Data extracted from a collection
::::

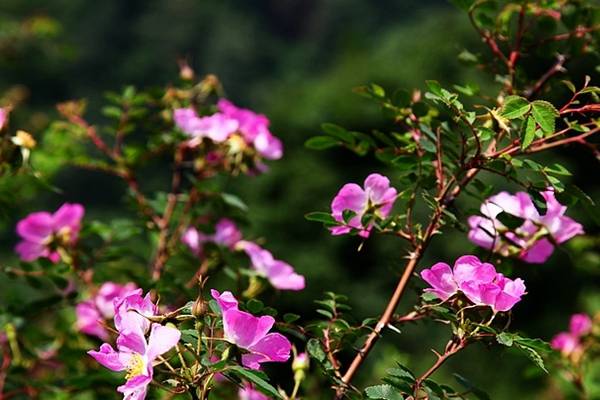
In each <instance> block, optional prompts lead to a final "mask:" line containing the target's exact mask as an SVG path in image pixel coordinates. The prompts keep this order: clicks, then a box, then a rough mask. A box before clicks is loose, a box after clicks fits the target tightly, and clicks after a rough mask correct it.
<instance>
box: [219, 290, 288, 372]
mask: <svg viewBox="0 0 600 400" xmlns="http://www.w3.org/2000/svg"><path fill="white" fill-rule="evenodd" d="M211 295H212V297H213V298H214V299H215V300H216V301H217V303H218V305H219V308H220V309H221V312H222V314H223V336H224V338H225V340H227V341H228V342H230V343H233V344H235V345H236V346H237V347H239V348H241V349H244V350H246V351H247V353H246V354H243V355H242V364H243V365H244V366H245V367H247V368H252V369H258V368H259V367H260V364H262V363H264V362H285V361H287V360H288V359H289V358H290V351H291V347H292V345H291V343H290V341H289V340H288V339H287V338H286V337H285V336H283V335H282V334H280V333H273V332H271V333H269V331H270V330H271V328H272V327H273V325H274V324H275V319H273V317H271V316H268V315H264V316H261V317H255V316H254V315H252V314H250V313H247V312H244V311H240V310H239V309H238V303H237V300H236V299H235V297H233V295H232V294H231V292H223V293H222V294H221V293H219V292H218V291H216V290H214V289H213V290H211Z"/></svg>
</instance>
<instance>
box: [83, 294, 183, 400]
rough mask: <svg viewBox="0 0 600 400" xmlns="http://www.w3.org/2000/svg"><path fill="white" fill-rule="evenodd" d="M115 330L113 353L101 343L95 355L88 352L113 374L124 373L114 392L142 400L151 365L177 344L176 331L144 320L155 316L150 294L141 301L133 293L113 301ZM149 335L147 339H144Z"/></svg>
mask: <svg viewBox="0 0 600 400" xmlns="http://www.w3.org/2000/svg"><path fill="white" fill-rule="evenodd" d="M113 304H114V312H115V318H114V322H115V327H116V328H117V330H118V332H119V336H118V338H117V350H114V349H113V347H112V346H111V345H110V344H108V343H104V344H102V346H100V350H99V351H95V350H91V351H89V352H88V354H89V355H90V356H92V357H93V358H94V359H96V361H98V362H99V363H100V364H102V365H103V366H105V367H106V368H108V369H110V370H113V371H127V374H126V375H125V378H126V379H127V382H126V383H125V384H124V385H121V386H119V387H118V388H117V391H119V392H120V393H123V396H124V399H128V400H143V399H145V397H146V392H147V390H148V385H149V384H150V382H152V378H153V375H154V369H153V363H154V361H155V360H156V359H157V358H158V357H160V356H161V355H162V354H164V353H166V352H168V351H169V350H171V349H172V348H173V347H175V345H176V344H177V343H178V342H179V338H180V336H181V333H180V332H179V330H177V329H176V328H172V327H169V326H163V325H160V324H158V323H151V322H150V321H149V319H148V318H147V317H152V316H154V315H156V314H157V312H158V308H157V306H156V305H155V304H153V303H152V300H151V299H150V294H147V295H146V296H145V297H142V290H141V289H137V290H135V291H133V292H130V293H129V294H127V295H126V296H125V297H123V298H117V299H115V300H114V303H113ZM148 332H150V334H149V336H148V338H146V335H147V334H148Z"/></svg>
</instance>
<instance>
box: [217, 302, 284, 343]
mask: <svg viewBox="0 0 600 400" xmlns="http://www.w3.org/2000/svg"><path fill="white" fill-rule="evenodd" d="M274 323H275V320H274V319H273V317H271V316H262V317H255V316H254V315H252V314H250V313H247V312H244V311H240V310H237V309H235V308H230V309H229V310H227V311H225V312H224V313H223V331H224V335H225V338H226V339H227V340H228V341H230V342H232V343H234V344H236V345H238V346H239V347H242V348H248V347H249V346H251V345H253V344H255V343H256V342H258V341H259V340H260V339H262V338H263V337H264V336H265V335H266V334H267V332H269V330H270V329H271V328H272V327H273V324H274Z"/></svg>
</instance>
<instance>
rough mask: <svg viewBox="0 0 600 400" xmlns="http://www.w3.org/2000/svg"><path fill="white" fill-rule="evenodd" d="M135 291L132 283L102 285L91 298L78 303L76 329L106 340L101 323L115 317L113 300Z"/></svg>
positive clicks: (107, 337) (107, 332)
mask: <svg viewBox="0 0 600 400" xmlns="http://www.w3.org/2000/svg"><path fill="white" fill-rule="evenodd" d="M135 289H136V285H135V284H134V283H128V284H126V285H119V284H118V283H114V282H105V283H104V284H102V286H100V289H99V290H98V292H97V293H96V295H95V296H94V297H93V298H91V299H89V300H86V301H84V302H82V303H79V304H77V306H76V307H75V314H76V316H77V321H76V323H75V324H76V326H77V329H78V330H79V331H81V332H83V333H86V334H88V335H92V336H97V337H99V338H100V339H104V340H107V339H108V337H109V335H108V332H107V330H106V329H105V328H104V326H103V324H102V321H106V320H108V319H112V318H113V317H114V316H115V308H114V300H115V299H118V298H121V297H124V296H126V295H127V294H129V293H130V292H132V291H134V290H135Z"/></svg>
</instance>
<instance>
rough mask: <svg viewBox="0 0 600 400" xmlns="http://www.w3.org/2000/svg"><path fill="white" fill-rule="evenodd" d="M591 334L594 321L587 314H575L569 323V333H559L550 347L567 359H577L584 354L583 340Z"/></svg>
mask: <svg viewBox="0 0 600 400" xmlns="http://www.w3.org/2000/svg"><path fill="white" fill-rule="evenodd" d="M591 332H592V319H591V318H590V317H589V316H588V315H586V314H574V315H572V316H571V321H570V322H569V331H568V332H560V333H558V334H557V335H556V336H554V338H552V341H551V342H550V345H551V346H552V348H553V349H555V350H558V351H560V352H561V354H563V355H564V356H565V357H572V358H574V359H577V358H579V356H580V355H581V354H582V352H583V346H582V343H581V339H582V338H583V337H584V336H586V335H588V334H590V333H591Z"/></svg>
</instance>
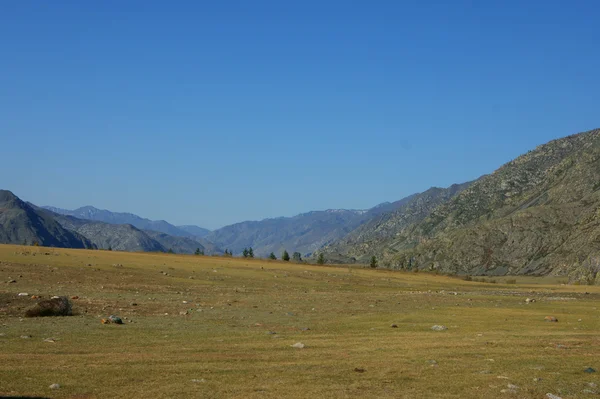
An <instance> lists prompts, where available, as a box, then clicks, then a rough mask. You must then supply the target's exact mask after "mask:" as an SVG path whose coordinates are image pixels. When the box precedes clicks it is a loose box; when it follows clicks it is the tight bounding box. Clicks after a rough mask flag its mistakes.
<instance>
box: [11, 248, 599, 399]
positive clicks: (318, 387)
mask: <svg viewBox="0 0 600 399" xmlns="http://www.w3.org/2000/svg"><path fill="white" fill-rule="evenodd" d="M0 261H1V263H0V349H1V350H0V396H2V397H19V396H36V397H51V398H112V397H115V398H116V397H127V398H187V397H202V398H222V397H231V398H296V397H297V398H301V397H302V398H303V397H311V398H329V397H330V398H364V397H383V398H497V397H506V398H511V397H514V398H546V397H547V394H548V393H551V394H554V395H556V396H558V397H562V398H587V397H598V394H597V392H600V378H599V375H600V335H599V330H600V302H599V299H600V287H587V286H568V285H561V284H560V279H551V278H546V279H535V278H525V277H523V278H519V277H517V278H516V280H517V281H516V283H512V284H507V283H506V282H507V279H506V278H498V279H497V280H498V281H497V283H496V284H491V283H481V282H474V281H464V280H461V279H458V278H450V277H444V276H435V275H432V274H425V273H401V272H392V271H385V270H370V269H362V268H348V267H331V266H330V267H327V266H311V265H304V264H290V263H283V262H270V261H265V260H245V259H232V258H219V257H204V256H182V255H167V254H138V253H122V252H107V251H85V250H67V249H50V248H38V247H22V246H9V245H2V246H0ZM10 280H16V282H13V283H9V282H8V281H10ZM19 293H27V294H28V296H18V294H19ZM32 295H39V296H42V297H43V298H46V299H47V298H49V297H51V296H53V295H66V296H69V297H74V296H77V297H78V298H77V299H72V303H73V310H74V312H75V313H76V314H75V315H74V316H71V317H45V318H24V317H23V315H24V312H25V310H26V309H27V308H29V307H30V306H32V305H34V304H35V302H36V301H37V300H38V299H32V298H31V296H32ZM526 298H534V299H535V300H536V302H533V303H525V299H526ZM111 314H114V315H117V316H119V317H121V318H123V319H124V324H123V325H115V324H106V325H105V324H101V322H100V321H101V319H102V318H106V317H108V316H109V315H111ZM545 316H555V317H557V318H558V320H559V321H558V322H557V323H552V322H545V321H544V317H545ZM125 318H126V319H125ZM392 324H395V325H396V327H392ZM433 325H444V326H446V327H447V330H445V331H433V330H432V329H431V327H432V326H433ZM49 338H50V339H49ZM298 342H300V343H303V344H304V345H305V347H304V348H301V349H300V348H294V347H292V345H293V344H295V343H298ZM588 367H592V368H594V369H597V370H598V373H586V372H584V370H585V369H587V368H588ZM55 383H56V384H59V385H60V388H58V389H50V388H49V386H50V385H51V384H55ZM595 384H598V387H596V386H595Z"/></svg>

::::

● Task instructions:
From the records, copy out each line that includes the string "after".

● Solved problem:
In each <instance> block, optional prompts lead to a final "mask:" line containing the target's exact mask as an SVG path in image pixel coordinates. The prompts keep this order: clicks, then a box, then a rough mask. A box before clicks is loose, a box after clicks fits the target tightly, and clicks after a rough mask correct it.
An <instance> lists prompts, where available, as a box, then clicks, then a rough mask. You must then supply the target's exact mask after "mask:" as an SVG path whose coordinates are image pixels. When the box precedes clicks it is a loose box; when it follows clicks it is the tight bounding box. Clicks after a rough mask flag its mistakes.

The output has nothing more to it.